##### SOURCE EXCERPT #####

What I’m saying, I guess, is that I don’t know that Jordan Schafer can survive if he’s going to strike out a third of the time.

161 thoughts on “Let’s just never go home game thread: May 11, Braves at Mets”

  1. So does this mean that a player has to have way above average power like an Adam Dunn to offset the tendency to strike out a lot?

    I can’t say so let me know your opinion. Is Schafer a plus defender?

  2. I don’t foresee death for Schaffer caused by strikeouts.

    I think Schaffer is playing because there aren’t any other good options (EERILY like 05 with Frenchy). However, it may overwhelm him.

    I don’t believe Schaffer is as bad in strikeouts as this recent stuff makes it look. He is working on counter adjustments. However, he is overmatched and could have used a few months in AAA.

  3. Dunns HR+BB are usually fairly close to his K totals.

    For his career he has 175 more Ks than HR + BB. Without doing any pointless calculations, I’d say he’s essentially, if not definitely, offsetting the negative impact of his Ks with the positive impact of the other two true outcomes.

    I have no idea what kind of ratio Schafer will approach as his career develops. In way too short a time period to make any judgments, he is on pace for 10 HR, 115 BB, and 219 Ks in his first season. That’s 94 more Ks than HR+BB, or in other words, half of what Dunn’s nine year career has yielded.

  4. I must have missed the batter strikeouts discussion, but let’s also not ignore the “other things” that can happen when a batter doesn’t strike out. For example, balls in play create errors, which don’t help the batter’s batting average but nevertheless do save an out and do put a runner on base. Batters that tend to strikeout a lot also take away from other aspects of a team’s offense, such as the hit-and-run and straight base stealing.

  5. I can pretty much assure you that Cox will not allow Schafer to amass 219 Ks this year.

##### DATASET EXCERPTS #####

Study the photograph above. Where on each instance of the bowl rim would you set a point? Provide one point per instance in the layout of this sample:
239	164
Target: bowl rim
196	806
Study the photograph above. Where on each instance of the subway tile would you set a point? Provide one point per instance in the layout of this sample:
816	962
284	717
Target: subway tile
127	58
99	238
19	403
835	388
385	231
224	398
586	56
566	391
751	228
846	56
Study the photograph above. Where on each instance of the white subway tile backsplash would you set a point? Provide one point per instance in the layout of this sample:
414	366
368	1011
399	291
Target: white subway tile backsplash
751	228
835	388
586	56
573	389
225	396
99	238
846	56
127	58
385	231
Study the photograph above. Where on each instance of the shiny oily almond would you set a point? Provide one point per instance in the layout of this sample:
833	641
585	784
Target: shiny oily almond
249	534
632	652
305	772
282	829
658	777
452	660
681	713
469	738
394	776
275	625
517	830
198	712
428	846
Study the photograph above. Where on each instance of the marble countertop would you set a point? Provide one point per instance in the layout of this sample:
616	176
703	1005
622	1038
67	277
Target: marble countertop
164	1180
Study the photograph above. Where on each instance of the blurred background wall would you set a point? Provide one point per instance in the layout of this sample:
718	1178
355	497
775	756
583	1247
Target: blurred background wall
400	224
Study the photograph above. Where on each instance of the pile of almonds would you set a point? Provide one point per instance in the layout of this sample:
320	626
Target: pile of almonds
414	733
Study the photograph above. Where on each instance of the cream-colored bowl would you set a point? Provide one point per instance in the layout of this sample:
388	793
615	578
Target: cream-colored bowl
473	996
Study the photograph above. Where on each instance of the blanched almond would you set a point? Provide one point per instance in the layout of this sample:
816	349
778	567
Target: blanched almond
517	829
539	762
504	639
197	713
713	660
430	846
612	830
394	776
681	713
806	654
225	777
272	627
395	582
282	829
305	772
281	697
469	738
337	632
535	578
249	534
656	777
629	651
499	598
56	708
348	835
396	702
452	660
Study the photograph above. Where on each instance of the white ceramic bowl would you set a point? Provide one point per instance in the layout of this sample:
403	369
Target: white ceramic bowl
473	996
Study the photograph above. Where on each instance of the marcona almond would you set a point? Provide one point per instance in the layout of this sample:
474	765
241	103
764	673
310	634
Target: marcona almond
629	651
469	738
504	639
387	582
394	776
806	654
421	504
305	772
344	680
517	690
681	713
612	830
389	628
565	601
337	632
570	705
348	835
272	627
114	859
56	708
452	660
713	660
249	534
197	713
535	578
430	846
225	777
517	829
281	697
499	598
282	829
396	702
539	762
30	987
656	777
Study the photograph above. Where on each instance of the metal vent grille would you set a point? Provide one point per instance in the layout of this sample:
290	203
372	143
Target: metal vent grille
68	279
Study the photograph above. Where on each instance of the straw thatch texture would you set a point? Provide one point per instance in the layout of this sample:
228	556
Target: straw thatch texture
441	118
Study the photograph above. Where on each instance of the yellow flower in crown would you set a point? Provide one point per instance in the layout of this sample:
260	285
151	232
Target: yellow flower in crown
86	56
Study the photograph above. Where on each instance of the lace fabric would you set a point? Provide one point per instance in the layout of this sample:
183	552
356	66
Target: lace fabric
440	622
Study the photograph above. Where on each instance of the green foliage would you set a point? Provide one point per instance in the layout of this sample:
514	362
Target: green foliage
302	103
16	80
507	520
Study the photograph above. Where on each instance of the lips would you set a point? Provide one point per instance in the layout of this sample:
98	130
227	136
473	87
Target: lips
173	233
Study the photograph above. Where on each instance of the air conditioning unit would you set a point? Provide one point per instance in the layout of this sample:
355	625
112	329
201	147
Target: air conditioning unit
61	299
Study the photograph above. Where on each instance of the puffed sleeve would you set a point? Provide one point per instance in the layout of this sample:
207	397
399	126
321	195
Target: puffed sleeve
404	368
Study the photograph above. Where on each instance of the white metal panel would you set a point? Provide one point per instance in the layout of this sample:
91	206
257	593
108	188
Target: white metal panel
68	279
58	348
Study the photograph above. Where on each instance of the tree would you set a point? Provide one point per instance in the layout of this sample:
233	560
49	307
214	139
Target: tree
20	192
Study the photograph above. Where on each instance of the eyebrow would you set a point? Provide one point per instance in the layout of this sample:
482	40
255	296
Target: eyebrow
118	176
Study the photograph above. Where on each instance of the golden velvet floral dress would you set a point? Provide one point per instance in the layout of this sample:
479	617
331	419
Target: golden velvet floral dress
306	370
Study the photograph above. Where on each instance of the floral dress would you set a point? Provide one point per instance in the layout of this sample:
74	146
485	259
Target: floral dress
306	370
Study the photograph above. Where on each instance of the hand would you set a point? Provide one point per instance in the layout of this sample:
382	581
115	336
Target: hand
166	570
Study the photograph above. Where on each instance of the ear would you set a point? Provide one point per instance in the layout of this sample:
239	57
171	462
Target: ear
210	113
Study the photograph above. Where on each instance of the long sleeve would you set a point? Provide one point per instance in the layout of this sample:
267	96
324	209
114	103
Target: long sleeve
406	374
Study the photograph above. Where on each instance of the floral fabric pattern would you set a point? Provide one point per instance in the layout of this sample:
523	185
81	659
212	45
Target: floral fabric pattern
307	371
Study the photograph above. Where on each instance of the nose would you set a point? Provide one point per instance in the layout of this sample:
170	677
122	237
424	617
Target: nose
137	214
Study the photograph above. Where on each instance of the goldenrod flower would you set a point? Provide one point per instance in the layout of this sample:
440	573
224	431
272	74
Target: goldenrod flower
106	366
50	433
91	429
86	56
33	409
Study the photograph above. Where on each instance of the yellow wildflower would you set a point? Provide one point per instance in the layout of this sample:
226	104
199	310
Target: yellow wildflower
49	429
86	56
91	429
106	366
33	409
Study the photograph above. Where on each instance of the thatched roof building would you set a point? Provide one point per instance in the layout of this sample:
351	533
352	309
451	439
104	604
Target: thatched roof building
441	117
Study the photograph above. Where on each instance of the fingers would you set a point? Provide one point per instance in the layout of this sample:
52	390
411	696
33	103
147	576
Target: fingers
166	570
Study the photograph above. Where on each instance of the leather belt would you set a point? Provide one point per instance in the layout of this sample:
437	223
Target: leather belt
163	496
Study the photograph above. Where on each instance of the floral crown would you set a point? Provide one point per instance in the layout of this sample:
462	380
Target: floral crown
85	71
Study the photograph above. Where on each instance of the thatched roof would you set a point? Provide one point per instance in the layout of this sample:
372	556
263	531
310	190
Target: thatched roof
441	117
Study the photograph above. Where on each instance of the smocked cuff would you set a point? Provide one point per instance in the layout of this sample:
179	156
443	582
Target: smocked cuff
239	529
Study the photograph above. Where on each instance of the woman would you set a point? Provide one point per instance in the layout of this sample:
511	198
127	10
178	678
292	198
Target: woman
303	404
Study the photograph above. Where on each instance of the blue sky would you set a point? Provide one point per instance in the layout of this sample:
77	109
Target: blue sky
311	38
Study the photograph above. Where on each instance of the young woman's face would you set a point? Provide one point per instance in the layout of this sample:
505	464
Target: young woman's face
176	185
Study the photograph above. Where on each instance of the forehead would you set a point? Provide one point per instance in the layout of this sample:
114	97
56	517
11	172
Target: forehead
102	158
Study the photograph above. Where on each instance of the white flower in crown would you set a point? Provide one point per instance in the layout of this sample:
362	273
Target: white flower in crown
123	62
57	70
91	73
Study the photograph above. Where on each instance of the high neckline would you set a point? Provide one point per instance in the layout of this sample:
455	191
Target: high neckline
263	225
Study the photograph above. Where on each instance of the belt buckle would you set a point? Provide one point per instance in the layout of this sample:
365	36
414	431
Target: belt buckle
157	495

#####

#### WHAT YOU NEED TO DO:
Can you pick up the baseball comment thread about Jordan Schafer's strikeouts and continue it from its last comment? This data comes from a separate source and is unrelated to the baseball comment thread.

#### RESULT OF THIS TASK:
  6. @1: I haven’t seen enough to say definitively, but I tend to agree with JC’s comment @107 on the last thread:

    “He looks completely out of control when patrolling the field. He’s going on nothing but talent out there.”

    Jordan clearly has the talent to be a plus defender in CF, but I don’t think he has the experience/training to consistently play at that level. I think it will develop, but I agree he could’ve used some more seasoning in Gwinnett (defensively, and offensively.)

  7. @5: In his minor league career he has struck out 358 times in 1597 PA, that’s 22.4% of the time. In his only time at AA, last year, he struck out 88 times in 349 PA, that’s 25.2% of the time.

  8. I’ve crunched some numbers looking at the factors that predict major-league success from minor-league performance. Strikeouts are a strong predictor of major-league success. Once you get to the big leagues, they don’t give much information beyond what’s contained in your main batting stats. Strikeouts are actually positively correlated with slightly higher performance, but they don’t cause it. It’s just that good high-K players (like Howard and Dunn) must make up for their deficiency in other areas.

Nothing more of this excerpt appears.